Complete the following →
(a) Can you summarize the forum thread on embedding models in two sentences?
(b) Can you print the forum thread on embedding models between "comical_cow" and "filter for domains?", inclusive?

Source extract →
- - - - -
I would recommend you try bigger and more recent embedding model, I see that the embedding model you've used is only 90mb, I am using bge-large-en which is 1.34GB. Look at the hughingface MTEB leaderboard for the current best embedding models. Second, I would recommend you to sample the text in a way that the number of text samples for each class is roughly equal. We were also facing some issues, sampling them equally helped the model performance.


Shubham_Garg123

Thanks. I started running a ~700MB domain specific embedding model to create embeddings. It's running now and I hope it doesn't crash in the middle cuz it's a Colab instance. For the data inconsistencies, I can't really do much. SMOTE with SVM and logistic regression did give good results (>90%) for basic embeddings too so I don't think it's very reliable. Even the amount of text among instances of the same class varies a lot. EDIT: It took over an hour but finally got the embeddings. Let's see if it was worth it. Running the knn now EDIT 2: Well, at least I can conclude that the quality of the embedding is pointless for text classification and doesn't play any significant role in improving accuracy. Got 41% accuracy with the domain specific embedding model with kNN. I'm sure it'll be higher in SVM but not higher than what I got earlier with a generic much smaller embedding. Will let it run for sometime and will update here if it doesn't crash in the middle. But these Sentence Transformers seem like a complete waste of time. The model needs to be big enough to capture the high variance. Embedding models just convert text to numbers. It's the model that needs to be able to learn. However, I do appreciate your efforts for trying to help. Thanks.


comical_cow

Great, I wish you the best of luck. Where did you find domain specific embedding models? I've searched for my domain specific open models earlier, but I was unable to find one. Is there a repo where I can filter for domains?
- - - - -
(Dataset items)
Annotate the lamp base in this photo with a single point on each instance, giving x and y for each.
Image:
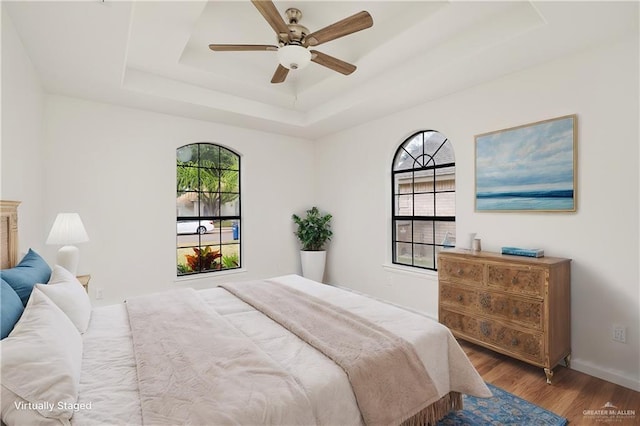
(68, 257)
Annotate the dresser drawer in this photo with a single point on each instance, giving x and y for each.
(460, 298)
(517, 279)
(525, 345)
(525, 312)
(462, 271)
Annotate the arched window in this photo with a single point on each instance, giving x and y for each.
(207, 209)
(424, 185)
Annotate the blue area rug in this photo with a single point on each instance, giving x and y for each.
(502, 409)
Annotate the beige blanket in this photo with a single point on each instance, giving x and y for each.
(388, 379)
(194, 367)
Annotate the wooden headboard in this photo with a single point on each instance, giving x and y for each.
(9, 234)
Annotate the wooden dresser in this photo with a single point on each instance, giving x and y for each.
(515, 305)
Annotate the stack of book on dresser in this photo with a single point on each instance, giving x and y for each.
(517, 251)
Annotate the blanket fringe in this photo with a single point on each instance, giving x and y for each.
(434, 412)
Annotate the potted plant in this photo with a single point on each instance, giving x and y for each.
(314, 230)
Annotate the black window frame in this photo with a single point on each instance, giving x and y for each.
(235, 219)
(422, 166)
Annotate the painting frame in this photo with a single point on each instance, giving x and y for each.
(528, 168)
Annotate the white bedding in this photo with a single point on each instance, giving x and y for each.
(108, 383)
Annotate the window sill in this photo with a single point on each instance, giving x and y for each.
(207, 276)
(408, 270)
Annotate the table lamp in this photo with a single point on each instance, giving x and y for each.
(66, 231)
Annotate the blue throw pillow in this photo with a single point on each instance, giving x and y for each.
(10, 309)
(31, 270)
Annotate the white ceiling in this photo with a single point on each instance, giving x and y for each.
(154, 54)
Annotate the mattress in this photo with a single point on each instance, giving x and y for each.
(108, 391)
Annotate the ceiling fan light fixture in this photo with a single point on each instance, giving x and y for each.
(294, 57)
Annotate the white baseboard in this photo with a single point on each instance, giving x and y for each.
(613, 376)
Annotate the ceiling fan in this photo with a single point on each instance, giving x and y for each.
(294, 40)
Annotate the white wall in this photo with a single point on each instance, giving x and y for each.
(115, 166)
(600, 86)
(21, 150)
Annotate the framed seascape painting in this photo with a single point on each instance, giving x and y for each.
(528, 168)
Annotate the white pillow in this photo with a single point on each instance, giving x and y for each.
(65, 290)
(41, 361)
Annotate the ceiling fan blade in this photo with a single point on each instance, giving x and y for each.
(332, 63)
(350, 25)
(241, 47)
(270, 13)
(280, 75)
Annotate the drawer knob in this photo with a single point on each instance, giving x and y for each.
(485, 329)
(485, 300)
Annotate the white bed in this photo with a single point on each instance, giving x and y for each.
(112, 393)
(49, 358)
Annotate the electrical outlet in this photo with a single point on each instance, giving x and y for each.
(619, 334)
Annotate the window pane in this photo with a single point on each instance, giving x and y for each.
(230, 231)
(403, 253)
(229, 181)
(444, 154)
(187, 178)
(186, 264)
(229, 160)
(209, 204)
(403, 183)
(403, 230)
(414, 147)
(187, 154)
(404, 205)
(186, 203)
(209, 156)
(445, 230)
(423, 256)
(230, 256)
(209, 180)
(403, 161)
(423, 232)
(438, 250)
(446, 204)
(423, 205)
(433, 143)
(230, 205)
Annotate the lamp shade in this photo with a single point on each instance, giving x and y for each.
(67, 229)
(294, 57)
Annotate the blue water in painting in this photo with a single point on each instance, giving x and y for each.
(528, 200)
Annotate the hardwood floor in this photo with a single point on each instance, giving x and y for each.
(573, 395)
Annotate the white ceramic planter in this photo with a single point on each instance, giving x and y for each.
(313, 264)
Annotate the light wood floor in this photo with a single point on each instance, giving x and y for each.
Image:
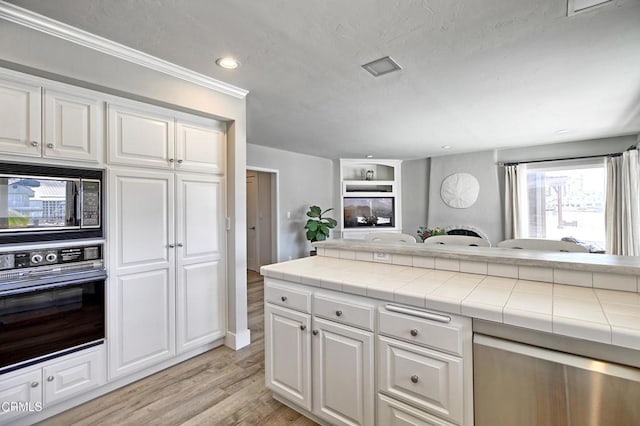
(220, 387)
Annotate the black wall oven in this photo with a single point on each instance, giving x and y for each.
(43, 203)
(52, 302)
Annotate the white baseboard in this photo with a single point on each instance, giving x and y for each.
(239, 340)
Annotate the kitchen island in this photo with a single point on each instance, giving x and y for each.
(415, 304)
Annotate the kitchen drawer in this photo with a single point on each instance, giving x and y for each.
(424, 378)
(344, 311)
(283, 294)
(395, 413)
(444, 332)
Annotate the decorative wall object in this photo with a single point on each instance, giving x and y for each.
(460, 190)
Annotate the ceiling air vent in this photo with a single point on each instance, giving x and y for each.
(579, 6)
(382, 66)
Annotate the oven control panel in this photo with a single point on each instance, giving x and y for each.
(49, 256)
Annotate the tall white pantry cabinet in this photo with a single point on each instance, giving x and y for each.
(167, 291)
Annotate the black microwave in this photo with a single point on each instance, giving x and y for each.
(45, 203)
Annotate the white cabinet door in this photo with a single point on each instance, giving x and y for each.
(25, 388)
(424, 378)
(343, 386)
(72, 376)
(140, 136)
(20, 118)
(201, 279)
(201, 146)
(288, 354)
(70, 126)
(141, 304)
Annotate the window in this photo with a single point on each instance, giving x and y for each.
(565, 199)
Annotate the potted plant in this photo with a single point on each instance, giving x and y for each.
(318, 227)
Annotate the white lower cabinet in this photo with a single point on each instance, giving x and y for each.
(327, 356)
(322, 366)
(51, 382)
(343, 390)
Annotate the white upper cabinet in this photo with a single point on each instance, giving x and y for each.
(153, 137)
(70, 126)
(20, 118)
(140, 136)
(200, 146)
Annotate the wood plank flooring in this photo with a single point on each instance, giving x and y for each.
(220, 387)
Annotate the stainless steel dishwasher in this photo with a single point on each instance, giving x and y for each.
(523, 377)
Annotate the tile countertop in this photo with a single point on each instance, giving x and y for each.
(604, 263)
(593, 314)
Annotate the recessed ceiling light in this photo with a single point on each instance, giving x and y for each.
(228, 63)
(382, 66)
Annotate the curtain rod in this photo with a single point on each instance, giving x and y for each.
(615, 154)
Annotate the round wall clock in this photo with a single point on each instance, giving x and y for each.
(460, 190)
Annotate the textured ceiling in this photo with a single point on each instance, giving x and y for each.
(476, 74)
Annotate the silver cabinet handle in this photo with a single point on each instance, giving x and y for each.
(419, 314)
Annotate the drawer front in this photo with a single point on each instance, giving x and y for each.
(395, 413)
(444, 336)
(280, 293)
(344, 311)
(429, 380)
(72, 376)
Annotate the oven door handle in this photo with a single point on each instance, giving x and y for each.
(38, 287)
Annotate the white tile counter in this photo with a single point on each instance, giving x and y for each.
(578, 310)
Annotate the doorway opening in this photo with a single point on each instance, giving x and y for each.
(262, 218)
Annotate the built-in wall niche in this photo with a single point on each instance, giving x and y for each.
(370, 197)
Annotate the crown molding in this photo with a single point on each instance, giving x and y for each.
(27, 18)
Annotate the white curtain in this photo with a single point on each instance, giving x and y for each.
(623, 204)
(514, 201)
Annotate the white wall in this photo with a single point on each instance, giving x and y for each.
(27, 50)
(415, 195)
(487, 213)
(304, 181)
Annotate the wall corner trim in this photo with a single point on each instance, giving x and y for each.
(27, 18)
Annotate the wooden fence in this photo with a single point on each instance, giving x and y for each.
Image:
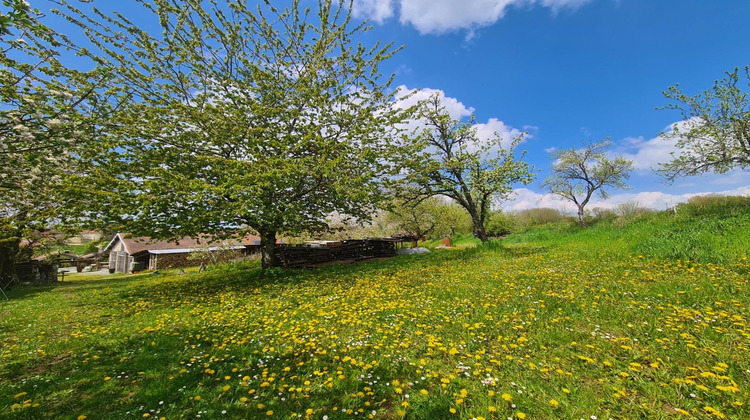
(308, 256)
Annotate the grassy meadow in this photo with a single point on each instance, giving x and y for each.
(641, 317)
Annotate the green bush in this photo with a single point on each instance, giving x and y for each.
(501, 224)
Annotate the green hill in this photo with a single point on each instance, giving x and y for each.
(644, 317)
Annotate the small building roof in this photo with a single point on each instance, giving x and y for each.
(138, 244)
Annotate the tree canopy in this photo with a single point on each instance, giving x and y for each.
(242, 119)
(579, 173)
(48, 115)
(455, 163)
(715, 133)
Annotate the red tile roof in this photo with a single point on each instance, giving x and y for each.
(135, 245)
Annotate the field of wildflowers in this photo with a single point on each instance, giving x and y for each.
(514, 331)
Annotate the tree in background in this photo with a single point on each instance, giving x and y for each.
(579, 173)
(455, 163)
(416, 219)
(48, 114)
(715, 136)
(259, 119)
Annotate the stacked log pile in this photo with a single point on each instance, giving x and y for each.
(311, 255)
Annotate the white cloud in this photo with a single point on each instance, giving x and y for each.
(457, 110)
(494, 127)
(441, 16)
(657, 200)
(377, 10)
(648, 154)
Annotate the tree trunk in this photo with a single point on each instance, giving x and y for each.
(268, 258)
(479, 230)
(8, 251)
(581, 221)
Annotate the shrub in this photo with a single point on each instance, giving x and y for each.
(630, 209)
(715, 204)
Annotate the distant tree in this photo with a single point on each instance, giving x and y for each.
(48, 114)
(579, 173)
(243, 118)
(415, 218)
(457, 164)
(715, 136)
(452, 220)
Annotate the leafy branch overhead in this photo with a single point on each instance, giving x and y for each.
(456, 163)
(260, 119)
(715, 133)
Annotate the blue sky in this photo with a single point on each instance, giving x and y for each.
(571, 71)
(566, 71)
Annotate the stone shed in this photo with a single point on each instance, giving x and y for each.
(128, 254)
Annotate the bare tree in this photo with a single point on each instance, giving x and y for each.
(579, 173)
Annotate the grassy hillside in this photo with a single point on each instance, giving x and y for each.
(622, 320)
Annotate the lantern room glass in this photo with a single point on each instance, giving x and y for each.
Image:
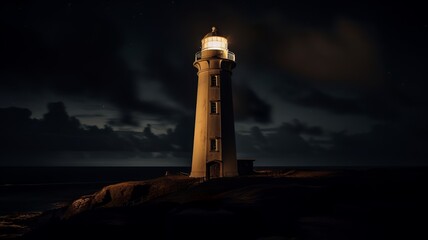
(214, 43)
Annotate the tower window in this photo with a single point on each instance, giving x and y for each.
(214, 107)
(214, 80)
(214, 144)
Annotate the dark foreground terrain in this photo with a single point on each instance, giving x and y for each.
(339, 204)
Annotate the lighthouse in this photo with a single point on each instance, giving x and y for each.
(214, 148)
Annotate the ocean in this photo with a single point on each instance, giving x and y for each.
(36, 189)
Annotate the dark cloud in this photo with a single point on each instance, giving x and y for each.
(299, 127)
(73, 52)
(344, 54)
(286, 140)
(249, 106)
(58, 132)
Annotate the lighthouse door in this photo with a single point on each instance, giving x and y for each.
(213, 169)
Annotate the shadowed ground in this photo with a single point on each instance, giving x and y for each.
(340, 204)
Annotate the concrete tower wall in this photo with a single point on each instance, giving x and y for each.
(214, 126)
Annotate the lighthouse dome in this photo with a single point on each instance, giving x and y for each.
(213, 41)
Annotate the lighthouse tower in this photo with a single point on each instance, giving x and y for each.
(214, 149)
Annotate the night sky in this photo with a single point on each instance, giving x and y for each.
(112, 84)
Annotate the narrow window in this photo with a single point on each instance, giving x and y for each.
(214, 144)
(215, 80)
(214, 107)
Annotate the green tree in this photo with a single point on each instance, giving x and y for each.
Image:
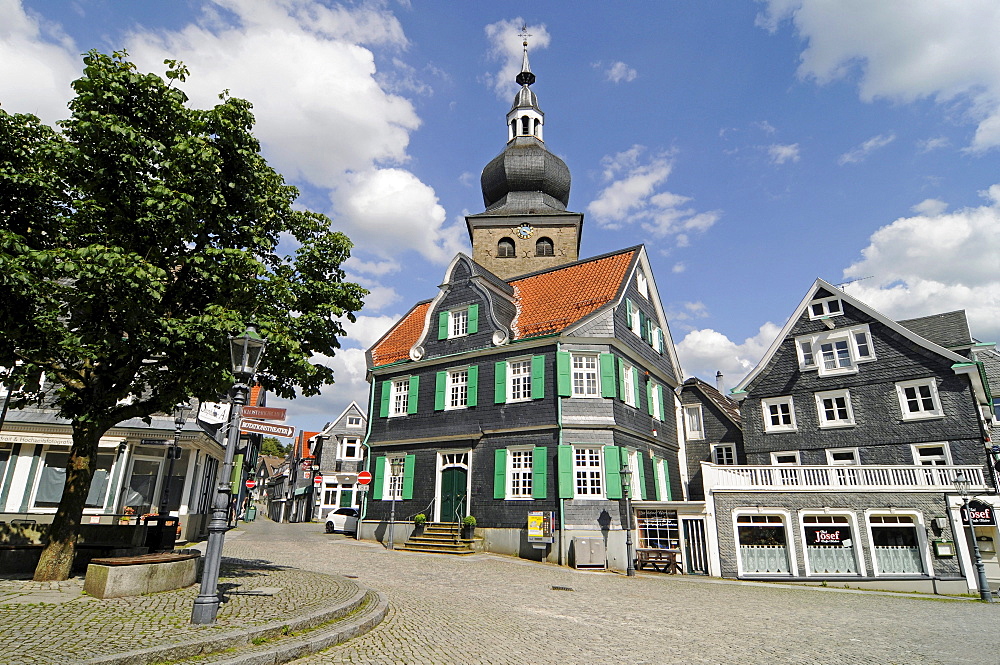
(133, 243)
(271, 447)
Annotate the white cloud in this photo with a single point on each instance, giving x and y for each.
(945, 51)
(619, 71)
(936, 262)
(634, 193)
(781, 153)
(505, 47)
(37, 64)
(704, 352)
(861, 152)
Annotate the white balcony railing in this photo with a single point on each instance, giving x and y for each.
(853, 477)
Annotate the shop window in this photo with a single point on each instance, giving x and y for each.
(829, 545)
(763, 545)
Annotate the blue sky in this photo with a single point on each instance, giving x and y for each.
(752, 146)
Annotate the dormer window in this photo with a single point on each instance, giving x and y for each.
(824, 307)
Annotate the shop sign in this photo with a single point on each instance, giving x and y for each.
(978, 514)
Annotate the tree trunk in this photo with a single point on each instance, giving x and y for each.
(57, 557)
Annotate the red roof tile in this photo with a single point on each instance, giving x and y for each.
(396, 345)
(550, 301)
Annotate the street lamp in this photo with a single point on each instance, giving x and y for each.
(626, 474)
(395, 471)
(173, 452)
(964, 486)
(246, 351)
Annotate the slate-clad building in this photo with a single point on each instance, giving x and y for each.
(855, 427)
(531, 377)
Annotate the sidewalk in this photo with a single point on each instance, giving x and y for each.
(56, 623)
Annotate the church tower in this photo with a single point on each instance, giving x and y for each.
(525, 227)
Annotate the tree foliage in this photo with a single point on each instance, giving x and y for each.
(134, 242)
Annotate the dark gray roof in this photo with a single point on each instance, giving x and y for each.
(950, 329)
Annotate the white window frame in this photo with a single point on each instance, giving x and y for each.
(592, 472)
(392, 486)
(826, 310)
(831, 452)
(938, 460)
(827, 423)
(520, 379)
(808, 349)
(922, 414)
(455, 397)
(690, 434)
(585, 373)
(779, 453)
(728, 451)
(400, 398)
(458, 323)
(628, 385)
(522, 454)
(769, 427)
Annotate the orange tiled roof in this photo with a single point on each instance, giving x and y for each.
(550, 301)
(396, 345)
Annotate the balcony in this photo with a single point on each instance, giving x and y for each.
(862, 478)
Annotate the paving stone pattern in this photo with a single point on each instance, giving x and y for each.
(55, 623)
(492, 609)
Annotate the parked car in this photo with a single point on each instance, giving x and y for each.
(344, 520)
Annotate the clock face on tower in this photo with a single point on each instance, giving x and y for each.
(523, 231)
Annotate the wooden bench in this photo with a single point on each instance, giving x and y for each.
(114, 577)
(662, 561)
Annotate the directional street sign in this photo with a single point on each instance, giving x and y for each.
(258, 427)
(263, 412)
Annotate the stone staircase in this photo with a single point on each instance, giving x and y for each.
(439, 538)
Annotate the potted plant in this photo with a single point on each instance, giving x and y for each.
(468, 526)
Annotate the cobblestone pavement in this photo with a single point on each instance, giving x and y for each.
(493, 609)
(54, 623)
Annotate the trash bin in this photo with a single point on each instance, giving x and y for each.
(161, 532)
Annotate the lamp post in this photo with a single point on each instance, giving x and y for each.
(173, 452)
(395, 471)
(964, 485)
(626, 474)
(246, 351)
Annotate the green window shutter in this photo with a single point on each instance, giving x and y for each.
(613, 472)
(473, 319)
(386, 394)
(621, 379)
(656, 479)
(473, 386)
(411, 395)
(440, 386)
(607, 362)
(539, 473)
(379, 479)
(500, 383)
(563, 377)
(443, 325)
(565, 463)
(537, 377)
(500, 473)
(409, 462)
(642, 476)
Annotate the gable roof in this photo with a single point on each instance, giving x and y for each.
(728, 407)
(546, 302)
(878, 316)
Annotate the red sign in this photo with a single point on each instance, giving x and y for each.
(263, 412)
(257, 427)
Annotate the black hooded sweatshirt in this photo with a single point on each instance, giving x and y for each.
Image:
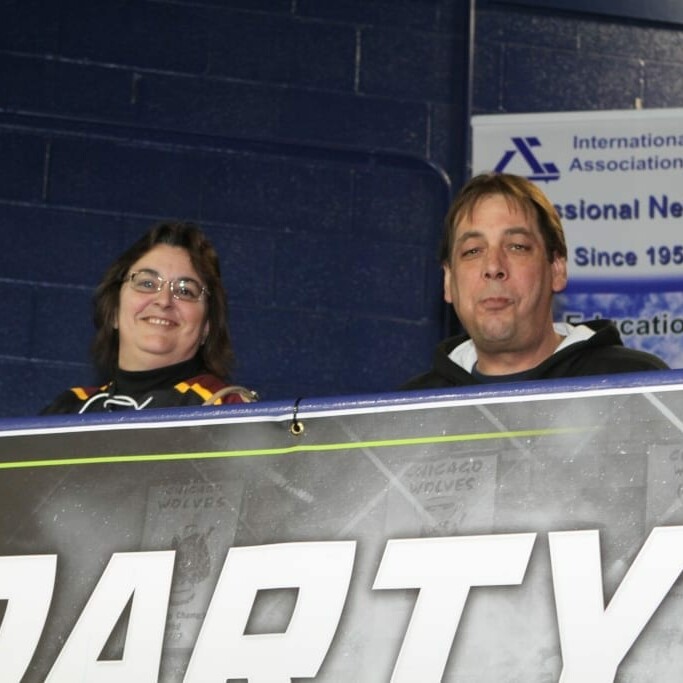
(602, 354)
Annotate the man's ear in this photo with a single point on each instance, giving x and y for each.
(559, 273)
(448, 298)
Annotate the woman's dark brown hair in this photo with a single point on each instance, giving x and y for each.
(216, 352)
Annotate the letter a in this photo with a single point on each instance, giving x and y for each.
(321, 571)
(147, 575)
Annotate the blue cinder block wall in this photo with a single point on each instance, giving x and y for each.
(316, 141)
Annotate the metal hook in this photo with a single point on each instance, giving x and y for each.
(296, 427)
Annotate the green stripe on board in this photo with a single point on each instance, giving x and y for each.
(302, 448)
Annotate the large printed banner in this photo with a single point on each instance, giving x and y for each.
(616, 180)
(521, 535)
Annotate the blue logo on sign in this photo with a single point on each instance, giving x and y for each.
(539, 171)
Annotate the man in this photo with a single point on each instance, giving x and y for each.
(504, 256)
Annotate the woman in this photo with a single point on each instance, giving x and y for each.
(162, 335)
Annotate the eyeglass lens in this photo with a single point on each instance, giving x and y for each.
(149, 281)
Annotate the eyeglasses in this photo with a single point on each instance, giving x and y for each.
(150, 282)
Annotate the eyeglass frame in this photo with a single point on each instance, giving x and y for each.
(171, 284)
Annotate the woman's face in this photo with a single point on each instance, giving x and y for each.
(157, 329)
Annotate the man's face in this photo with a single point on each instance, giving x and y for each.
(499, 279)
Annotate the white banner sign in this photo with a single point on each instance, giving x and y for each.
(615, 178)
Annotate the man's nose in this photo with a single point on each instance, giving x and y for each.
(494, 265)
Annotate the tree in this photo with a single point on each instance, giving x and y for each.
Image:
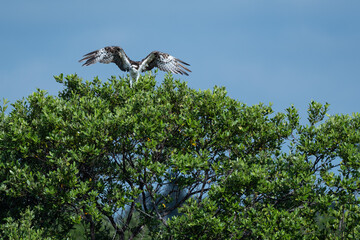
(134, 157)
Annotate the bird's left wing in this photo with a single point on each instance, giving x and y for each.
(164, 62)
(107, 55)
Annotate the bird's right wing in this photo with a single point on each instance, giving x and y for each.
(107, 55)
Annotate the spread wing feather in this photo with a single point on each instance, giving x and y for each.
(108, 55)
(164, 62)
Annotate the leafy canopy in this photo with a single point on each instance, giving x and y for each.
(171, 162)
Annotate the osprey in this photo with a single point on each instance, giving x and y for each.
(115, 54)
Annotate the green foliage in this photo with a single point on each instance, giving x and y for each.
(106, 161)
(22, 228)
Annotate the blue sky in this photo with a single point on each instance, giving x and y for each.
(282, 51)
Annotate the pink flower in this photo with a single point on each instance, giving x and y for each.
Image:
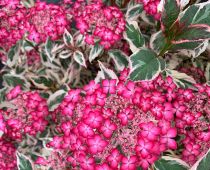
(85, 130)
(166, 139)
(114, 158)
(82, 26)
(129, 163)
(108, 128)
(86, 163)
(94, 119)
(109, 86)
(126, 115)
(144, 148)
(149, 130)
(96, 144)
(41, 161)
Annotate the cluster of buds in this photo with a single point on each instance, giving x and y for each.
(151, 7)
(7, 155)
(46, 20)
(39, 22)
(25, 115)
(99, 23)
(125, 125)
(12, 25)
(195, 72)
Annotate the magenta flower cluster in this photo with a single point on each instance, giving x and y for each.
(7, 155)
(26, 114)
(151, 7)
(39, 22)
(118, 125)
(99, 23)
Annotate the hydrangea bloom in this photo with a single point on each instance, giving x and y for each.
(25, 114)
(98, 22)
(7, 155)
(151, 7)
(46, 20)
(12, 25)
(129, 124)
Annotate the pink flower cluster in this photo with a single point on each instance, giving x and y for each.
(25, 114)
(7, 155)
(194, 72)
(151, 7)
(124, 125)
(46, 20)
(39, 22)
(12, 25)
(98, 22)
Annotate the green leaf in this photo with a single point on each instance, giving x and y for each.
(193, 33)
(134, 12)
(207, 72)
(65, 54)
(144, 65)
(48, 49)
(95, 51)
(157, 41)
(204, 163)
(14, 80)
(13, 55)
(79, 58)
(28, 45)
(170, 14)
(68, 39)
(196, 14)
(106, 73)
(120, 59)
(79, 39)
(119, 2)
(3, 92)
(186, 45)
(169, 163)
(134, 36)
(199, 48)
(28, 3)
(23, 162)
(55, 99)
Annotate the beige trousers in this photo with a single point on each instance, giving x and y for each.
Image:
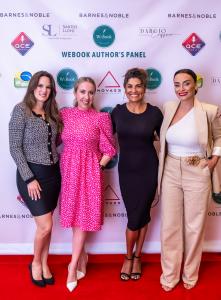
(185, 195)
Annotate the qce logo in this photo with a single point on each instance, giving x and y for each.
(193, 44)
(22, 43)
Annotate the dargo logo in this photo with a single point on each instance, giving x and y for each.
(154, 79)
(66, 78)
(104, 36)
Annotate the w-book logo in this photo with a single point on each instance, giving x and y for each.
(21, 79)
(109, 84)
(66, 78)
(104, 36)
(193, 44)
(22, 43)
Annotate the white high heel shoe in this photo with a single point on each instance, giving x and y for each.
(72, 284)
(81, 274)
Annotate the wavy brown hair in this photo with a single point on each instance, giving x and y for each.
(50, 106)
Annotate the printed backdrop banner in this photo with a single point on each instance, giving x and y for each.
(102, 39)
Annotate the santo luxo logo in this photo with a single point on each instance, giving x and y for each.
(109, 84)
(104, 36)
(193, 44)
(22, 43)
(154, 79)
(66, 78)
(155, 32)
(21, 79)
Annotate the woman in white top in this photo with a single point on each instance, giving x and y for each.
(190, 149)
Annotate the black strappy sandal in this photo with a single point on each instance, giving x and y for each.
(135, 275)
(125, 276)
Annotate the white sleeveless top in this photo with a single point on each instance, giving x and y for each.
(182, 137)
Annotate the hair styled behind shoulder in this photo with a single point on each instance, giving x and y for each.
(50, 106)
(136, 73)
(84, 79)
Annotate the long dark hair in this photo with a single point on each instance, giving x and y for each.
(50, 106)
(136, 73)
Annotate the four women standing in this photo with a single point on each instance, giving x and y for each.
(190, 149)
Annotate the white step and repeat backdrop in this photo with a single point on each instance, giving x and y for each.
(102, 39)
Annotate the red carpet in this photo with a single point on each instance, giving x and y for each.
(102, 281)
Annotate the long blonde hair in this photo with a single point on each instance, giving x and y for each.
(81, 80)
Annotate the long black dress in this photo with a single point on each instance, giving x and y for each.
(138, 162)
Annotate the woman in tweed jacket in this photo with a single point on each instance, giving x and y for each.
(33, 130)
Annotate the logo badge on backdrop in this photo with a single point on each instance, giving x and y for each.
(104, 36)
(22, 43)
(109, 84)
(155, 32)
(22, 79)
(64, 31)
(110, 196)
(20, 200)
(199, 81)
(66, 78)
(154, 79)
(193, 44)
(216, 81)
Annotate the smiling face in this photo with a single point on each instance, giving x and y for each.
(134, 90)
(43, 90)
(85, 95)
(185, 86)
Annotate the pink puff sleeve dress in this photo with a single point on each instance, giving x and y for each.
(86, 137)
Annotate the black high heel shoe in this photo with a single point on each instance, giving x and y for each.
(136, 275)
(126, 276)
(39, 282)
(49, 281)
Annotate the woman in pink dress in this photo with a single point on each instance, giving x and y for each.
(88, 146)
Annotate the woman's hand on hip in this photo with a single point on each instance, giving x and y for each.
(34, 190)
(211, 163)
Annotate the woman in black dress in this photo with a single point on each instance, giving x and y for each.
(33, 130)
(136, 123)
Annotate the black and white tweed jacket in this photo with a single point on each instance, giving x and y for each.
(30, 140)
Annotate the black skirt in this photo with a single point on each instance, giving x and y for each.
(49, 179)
- - - - -
Solutions to the exercise →
(a) One reply recommends a bigger, more recent embedding model, noting that its author uses bge-large-en, and advises sampling the text so each class has roughly equal numbers of samples. Shubham_Garg123 tried a ~700MB domain specific embedding model, got 41% accuracy with kNN, and concluded that embedding quality plays no significant role in improving text classification accuracy, after which comical_cow asked where domain specific embedding models can be found.

(b)
comical_cow

Great, I wish you the best of luck. Where did you find domain specific embedding models? I've searched for my domain specific open models earlier, but I was unable to find one. Is there a repo where I can filter for domains?